= Do this =
Rewrite the material below, switching every occurrence of "phone screen" to "tablet screen" and leaving all other text untouched.

(Stored data entries)
§

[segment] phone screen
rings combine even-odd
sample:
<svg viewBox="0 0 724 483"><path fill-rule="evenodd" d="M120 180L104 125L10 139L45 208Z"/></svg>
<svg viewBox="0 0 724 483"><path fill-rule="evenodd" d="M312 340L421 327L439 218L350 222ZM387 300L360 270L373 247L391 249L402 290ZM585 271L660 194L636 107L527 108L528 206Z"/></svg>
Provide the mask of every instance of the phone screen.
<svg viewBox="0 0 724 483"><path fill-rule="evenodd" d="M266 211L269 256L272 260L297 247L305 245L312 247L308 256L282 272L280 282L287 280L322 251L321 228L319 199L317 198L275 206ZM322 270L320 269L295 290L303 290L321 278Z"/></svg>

§

= Solution to this exercise =
[segment] tablet screen
rings combine even-odd
sample:
<svg viewBox="0 0 724 483"><path fill-rule="evenodd" d="M120 180L104 125L10 139L45 208Z"/></svg>
<svg viewBox="0 0 724 483"><path fill-rule="evenodd" d="M312 340L421 327L439 218L350 222ZM387 300L360 270L373 247L391 249L402 290ZM585 271L660 194L636 107L527 108L528 206Z"/></svg>
Provide the mask of every instance of the tablet screen.
<svg viewBox="0 0 724 483"><path fill-rule="evenodd" d="M266 211L269 256L272 260L297 247L305 245L312 247L308 256L282 272L280 282L287 280L322 251L321 228L319 199L317 198L275 206ZM322 270L320 269L295 290L303 290L321 278Z"/></svg>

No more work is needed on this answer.